### RECORD EXCERPTS

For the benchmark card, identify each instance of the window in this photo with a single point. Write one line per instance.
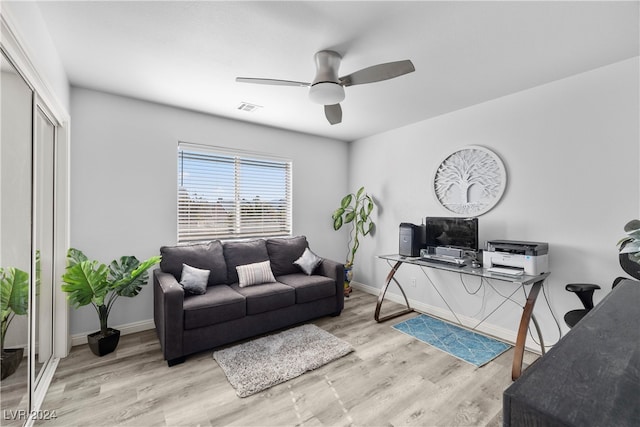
(223, 195)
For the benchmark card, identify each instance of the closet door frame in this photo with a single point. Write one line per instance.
(14, 49)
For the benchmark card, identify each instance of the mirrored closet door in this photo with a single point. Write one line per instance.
(43, 192)
(28, 240)
(16, 115)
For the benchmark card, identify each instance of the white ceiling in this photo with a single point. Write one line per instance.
(188, 53)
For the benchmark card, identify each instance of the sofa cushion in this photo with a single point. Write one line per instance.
(194, 280)
(242, 253)
(205, 256)
(309, 288)
(266, 297)
(308, 262)
(284, 251)
(255, 274)
(219, 304)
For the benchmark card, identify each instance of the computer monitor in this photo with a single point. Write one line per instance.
(459, 233)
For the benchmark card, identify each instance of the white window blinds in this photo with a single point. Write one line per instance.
(224, 195)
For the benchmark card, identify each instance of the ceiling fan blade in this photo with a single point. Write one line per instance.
(378, 73)
(333, 113)
(271, 82)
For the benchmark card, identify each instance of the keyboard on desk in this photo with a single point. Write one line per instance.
(445, 260)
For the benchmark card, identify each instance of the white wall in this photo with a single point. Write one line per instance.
(571, 150)
(26, 21)
(124, 180)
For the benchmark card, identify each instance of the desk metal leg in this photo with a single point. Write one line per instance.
(527, 313)
(383, 291)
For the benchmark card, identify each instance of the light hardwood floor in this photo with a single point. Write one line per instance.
(391, 379)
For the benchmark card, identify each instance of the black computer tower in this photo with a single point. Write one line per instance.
(412, 239)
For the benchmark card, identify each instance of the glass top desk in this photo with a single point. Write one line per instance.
(524, 281)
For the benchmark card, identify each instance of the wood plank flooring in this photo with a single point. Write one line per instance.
(391, 379)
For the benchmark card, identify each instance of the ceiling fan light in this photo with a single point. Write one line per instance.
(326, 93)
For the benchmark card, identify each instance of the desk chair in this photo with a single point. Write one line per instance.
(584, 291)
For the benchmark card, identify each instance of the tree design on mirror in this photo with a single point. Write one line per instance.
(470, 181)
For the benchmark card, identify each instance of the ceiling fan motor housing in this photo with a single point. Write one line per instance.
(326, 88)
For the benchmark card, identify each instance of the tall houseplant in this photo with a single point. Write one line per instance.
(14, 301)
(91, 282)
(629, 247)
(355, 209)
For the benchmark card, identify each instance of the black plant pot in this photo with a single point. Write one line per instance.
(103, 344)
(11, 358)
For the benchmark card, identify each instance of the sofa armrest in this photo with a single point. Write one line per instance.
(335, 271)
(168, 297)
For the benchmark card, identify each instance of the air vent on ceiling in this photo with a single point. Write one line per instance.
(251, 108)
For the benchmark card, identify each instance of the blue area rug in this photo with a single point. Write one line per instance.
(459, 342)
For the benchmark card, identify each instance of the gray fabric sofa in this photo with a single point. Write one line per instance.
(188, 323)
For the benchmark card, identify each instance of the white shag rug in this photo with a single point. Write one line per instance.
(264, 362)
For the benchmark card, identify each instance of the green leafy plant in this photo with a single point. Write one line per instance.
(355, 209)
(14, 300)
(91, 282)
(630, 244)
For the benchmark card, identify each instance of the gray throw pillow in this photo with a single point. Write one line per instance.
(255, 274)
(194, 280)
(308, 261)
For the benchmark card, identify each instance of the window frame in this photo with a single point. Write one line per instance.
(238, 225)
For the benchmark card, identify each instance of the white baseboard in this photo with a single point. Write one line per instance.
(126, 329)
(498, 332)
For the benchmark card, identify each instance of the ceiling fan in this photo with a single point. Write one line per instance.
(328, 89)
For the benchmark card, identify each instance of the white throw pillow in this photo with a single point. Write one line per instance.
(255, 274)
(194, 280)
(308, 261)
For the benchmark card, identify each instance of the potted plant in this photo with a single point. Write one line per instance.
(14, 288)
(629, 247)
(355, 209)
(91, 282)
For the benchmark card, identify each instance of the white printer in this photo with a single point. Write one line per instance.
(530, 257)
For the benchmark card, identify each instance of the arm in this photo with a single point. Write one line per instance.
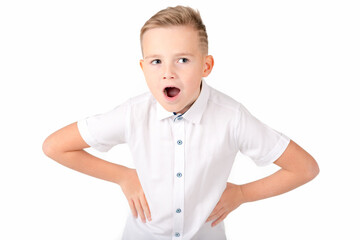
(297, 168)
(66, 147)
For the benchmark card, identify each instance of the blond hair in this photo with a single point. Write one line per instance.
(178, 16)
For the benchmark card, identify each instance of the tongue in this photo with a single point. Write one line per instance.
(172, 92)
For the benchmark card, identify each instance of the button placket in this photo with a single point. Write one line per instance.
(179, 187)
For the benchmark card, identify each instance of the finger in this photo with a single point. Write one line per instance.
(140, 210)
(145, 207)
(222, 217)
(132, 207)
(215, 214)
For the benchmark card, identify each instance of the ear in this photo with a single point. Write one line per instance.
(208, 65)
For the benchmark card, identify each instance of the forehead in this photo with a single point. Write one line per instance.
(167, 40)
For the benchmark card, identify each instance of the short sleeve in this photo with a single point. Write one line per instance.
(104, 131)
(258, 141)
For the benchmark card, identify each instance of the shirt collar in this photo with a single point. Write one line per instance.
(195, 112)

### THE EXERCISE
Move every line of the records, from the line containing "For the benchmark card, identify each instance of the button" through the end of the records, into a new copy. Keep the requests, and add -97 to every coordinate in the answers.

### WRITTEN SOLUTION
For the benchmark card, identify each instance of the button placket in this photo with a single point. Write one line per instance.
(82, 90)
For the benchmark card, identify each instance of the finger in this photo with a single point. Write one line per instance.
(43, 113)
(48, 110)
(125, 120)
(35, 110)
(118, 117)
For the benchmark card, identify each instance of the ear in this photo with a single point. Write one line per instance.
(111, -32)
For the benchmark card, identify each instance of the forehead in this photo with a single point. Write one line per instance.
(70, -57)
For the benchmark card, identify each instance of the short sleeve in this photo with a single point. Write one line per instance.
(7, 34)
(161, 44)
For the benchmark card, identify each instance of the shirt collar in this photo with a single point. Write one line per instance.
(98, 15)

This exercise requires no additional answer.